Estratto del testo:
◇ ◇ ◇
Snyder e la luna ribelle: maneggiare il potere del Mito
«Un Re è un uomo, e un uomo può fallire o tradire ma un Mito è indistruttibile» questa la frase che riassume al meglio l’epopea di Rebel Moon il progetto in due film di Zack Snyder per Netflix di cui ad agosto sono state rilasciate le Director’s Cut. Frase pronunciata dal robot JC-1435, Jimmy, l’androide che si risveglia “passando al bosco” e che, sullo sfondo canonico di un’epopea fantascientifica alla I sette samurai, incarna al meglio lo spirito dell’opera.
Certo Zack Snyder è autore controverso. Da un lato ha saputo crearsi una forma di culto che ha reso possibile la Snyder’s Cut di Justice League, arrivata a quattro anni dal film del 2017 iniziato dallo stesso Snyder e completato da Joss Whedon con un taglio ben diverso da quello previsto inizialmente. Snyder’s Cut che ha reso giustizia all’afflato epico che Snyder voleva donare ai supereroi DC, ma che da parte della critica è stata considerata solo la dimostrazione dell’abilità di Snyder come promoter di sé stesso. Un regista che secondo alcuni sarebbe più abile su Twitter/X con uscite che assecondano (o provocano) la base di fan e detrattori. Ma comunque la si pensi in merito Snyder è tra i pochi artisti di massa della contemporaneità occidentale in grado di confrontarsi con l’idea di mito e di epica.
Come dimostra Rebel Moon specialmente nella versione estesa, opera in cui è ben evidente la capacità di Zack Snyder di saper confrontarsi con la costruzione del mito, in anni in cui le nuove epiche contemporanee (dal fumetto alla fantascienza) che arrivano dagli States sono in una fase decostruttiva prima ed autodistruttiva poi. Rebel Moon è la dimostrazione di una volontà tesa a combinare elementi e mitologie diverse per provare a forgiare una sorta di sincretismo dove convive di tutto.
◇ ◇ ◇
Voci di puntamento su oggetti etichettati
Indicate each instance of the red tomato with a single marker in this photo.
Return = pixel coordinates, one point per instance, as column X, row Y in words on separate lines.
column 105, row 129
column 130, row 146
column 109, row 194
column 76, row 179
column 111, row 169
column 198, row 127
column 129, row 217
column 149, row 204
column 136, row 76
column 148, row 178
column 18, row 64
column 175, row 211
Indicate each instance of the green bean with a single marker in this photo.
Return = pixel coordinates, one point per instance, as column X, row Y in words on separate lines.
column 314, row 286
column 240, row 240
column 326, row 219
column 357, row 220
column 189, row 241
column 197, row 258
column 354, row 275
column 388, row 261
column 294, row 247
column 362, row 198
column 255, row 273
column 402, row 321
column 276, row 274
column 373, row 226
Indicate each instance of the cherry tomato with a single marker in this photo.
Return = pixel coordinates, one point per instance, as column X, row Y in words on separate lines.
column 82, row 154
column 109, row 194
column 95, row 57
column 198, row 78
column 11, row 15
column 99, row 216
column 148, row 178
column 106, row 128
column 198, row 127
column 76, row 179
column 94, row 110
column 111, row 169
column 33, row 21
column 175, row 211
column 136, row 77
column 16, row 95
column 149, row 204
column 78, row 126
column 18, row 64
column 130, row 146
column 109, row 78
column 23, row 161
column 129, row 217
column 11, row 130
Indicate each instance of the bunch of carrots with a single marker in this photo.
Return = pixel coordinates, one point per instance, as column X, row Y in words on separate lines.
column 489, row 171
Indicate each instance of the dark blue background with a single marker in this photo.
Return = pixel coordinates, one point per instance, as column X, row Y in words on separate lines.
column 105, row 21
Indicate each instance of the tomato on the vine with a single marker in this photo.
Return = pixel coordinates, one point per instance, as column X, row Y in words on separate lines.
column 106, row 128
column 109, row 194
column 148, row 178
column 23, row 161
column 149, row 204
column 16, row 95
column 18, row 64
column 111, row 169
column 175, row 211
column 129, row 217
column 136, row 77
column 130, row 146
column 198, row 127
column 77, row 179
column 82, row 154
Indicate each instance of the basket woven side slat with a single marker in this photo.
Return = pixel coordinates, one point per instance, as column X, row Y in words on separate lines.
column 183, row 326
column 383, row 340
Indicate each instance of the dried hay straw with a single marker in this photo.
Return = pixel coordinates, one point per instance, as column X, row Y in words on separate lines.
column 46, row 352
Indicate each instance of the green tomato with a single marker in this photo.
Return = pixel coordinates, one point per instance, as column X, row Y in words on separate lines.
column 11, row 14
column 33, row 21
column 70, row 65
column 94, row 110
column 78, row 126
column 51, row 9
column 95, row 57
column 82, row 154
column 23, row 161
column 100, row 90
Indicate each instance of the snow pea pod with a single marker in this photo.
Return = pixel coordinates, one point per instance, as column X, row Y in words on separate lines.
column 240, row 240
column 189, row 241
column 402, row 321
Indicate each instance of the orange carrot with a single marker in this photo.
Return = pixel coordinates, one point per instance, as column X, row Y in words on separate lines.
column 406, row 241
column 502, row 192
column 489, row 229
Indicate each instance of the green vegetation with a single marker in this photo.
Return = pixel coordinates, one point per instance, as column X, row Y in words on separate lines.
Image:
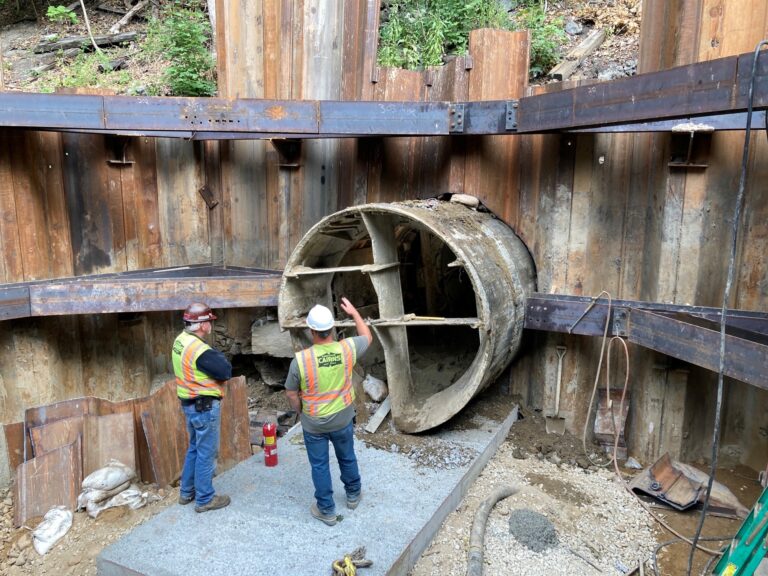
column 419, row 33
column 181, row 36
column 90, row 69
column 545, row 38
column 60, row 14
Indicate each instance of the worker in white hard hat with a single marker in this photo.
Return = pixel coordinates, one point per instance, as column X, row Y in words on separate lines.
column 319, row 387
column 201, row 373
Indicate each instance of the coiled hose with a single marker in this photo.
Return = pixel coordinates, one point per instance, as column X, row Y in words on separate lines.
column 477, row 535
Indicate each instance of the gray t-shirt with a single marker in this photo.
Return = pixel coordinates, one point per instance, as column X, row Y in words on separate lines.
column 334, row 422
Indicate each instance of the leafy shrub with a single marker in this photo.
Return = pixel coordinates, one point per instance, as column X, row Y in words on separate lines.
column 61, row 14
column 85, row 71
column 545, row 38
column 418, row 33
column 181, row 35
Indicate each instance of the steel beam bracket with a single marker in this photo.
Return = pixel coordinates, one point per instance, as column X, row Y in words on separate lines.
column 621, row 322
column 510, row 122
column 456, row 114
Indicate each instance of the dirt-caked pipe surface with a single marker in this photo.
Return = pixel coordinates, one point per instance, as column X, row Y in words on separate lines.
column 442, row 285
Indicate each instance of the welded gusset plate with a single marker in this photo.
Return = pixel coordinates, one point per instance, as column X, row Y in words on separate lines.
column 14, row 302
column 744, row 360
column 695, row 89
column 573, row 314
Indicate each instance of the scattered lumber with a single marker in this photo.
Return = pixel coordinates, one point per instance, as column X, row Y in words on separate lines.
column 575, row 57
column 84, row 41
column 128, row 16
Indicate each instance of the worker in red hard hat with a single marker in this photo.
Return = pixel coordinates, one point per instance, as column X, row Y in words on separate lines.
column 319, row 387
column 201, row 373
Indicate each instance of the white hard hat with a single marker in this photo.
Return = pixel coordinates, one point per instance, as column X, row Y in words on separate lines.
column 320, row 318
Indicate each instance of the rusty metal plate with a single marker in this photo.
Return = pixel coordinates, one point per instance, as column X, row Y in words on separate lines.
column 210, row 114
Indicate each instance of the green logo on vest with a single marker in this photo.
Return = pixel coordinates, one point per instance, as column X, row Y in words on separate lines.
column 329, row 359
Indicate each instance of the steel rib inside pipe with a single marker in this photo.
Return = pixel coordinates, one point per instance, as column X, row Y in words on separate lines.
column 443, row 285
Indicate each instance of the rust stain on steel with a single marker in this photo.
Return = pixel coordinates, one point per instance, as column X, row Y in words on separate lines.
column 276, row 112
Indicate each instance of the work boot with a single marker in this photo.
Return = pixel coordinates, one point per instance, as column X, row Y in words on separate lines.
column 183, row 500
column 352, row 502
column 218, row 501
column 328, row 519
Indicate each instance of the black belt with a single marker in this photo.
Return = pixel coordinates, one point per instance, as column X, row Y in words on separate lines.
column 191, row 401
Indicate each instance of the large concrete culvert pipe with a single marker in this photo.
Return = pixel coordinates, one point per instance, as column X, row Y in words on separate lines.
column 443, row 285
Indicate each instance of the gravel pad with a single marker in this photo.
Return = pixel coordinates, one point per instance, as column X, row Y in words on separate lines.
column 532, row 530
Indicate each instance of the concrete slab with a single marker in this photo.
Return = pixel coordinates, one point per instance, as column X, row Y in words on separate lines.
column 268, row 530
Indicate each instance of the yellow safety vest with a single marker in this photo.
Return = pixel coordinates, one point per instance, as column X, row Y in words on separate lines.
column 326, row 377
column 191, row 382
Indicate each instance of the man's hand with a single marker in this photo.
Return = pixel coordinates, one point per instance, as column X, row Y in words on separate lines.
column 347, row 306
column 360, row 325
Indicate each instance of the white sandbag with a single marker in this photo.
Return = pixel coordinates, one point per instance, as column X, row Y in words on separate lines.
column 132, row 497
column 56, row 522
column 109, row 477
column 375, row 388
column 93, row 495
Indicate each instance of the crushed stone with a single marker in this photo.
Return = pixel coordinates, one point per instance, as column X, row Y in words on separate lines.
column 532, row 530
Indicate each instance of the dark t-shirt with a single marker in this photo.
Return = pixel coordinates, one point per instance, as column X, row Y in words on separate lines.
column 337, row 421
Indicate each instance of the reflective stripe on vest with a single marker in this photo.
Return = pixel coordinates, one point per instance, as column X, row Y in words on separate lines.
column 191, row 382
column 326, row 377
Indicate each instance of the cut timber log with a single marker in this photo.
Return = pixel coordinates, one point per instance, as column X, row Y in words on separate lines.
column 85, row 41
column 128, row 17
column 576, row 56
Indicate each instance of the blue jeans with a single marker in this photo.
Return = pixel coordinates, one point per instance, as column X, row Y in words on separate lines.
column 197, row 475
column 317, row 451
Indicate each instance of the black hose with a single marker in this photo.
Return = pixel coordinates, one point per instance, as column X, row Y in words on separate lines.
column 476, row 536
column 726, row 298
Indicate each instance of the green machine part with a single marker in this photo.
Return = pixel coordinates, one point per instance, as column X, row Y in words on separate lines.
column 749, row 547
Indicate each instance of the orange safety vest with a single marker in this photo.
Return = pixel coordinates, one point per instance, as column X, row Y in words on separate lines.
column 191, row 382
column 326, row 377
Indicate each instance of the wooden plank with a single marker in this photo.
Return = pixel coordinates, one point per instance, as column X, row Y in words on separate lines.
column 52, row 479
column 15, row 440
column 575, row 57
column 164, row 435
column 235, row 434
column 491, row 171
column 183, row 215
column 30, row 206
column 50, row 437
column 142, row 176
column 58, row 241
column 41, row 415
column 91, row 213
column 608, row 198
column 106, row 438
column 11, row 268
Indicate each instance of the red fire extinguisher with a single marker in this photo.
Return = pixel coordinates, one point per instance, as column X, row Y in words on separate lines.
column 270, row 443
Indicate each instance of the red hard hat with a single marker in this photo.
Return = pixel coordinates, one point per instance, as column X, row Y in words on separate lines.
column 198, row 312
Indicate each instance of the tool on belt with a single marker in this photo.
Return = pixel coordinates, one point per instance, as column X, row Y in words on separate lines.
column 348, row 565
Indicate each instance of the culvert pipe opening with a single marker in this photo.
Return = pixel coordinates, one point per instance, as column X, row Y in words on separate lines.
column 442, row 285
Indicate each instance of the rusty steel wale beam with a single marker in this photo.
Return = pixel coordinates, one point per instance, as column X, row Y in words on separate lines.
column 688, row 333
column 705, row 88
column 713, row 92
column 141, row 291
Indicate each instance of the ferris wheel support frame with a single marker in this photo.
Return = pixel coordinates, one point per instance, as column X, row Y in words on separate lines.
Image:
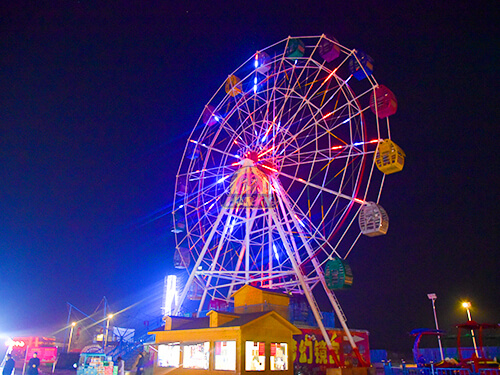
column 331, row 296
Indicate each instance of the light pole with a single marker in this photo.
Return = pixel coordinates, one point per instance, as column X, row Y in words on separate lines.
column 467, row 306
column 110, row 316
column 433, row 297
column 71, row 334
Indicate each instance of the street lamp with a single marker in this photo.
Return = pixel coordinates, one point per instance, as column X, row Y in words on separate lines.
column 110, row 316
column 467, row 305
column 71, row 334
column 433, row 297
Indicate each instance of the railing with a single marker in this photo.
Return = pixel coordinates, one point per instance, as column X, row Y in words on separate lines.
column 407, row 370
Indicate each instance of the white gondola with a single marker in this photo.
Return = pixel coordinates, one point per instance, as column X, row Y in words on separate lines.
column 373, row 220
column 182, row 258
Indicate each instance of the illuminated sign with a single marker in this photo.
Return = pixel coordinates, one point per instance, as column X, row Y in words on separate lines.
column 279, row 356
column 196, row 356
column 255, row 356
column 169, row 355
column 225, row 355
◇ ◇ ◇
Elenco delle consegne:
1. In base all'estratto su Rebel Moon, risponda alle seguenti domande:
(a) Chi pronuncia la frase «Un Re è un uomo, e un uomo può fallire o tradire ma un Mito è indistruttibile»?
(b) Chi ha completato il film Justice League del 2017?
(c) In quale fase si trovano le nuove epiche contemporanee che arrivano dagli States?
2. Traduca in inglese questa frase dell'estratto su Rebel Moon: «Rebel Moon è la dimostrazione di una volontà tesa a combinare elementi e mitologie diverse per provare a forgiare una sorta di sincretismo dove convive di tutto.»
I dati costituiscono materiale a sé stante, distinto dall'estratto.

Soluzioni proposte:
1.
(a) Il robot JC-1435, Jimmy.
(b) Joss Whedon.
(c) In una fase decostruttiva prima e autodistruttiva poi.

2. Rebel Moon is the demonstration of a will aimed at combining different elements and mythologies in an attempt to forge a kind of syncretism where everything coexists.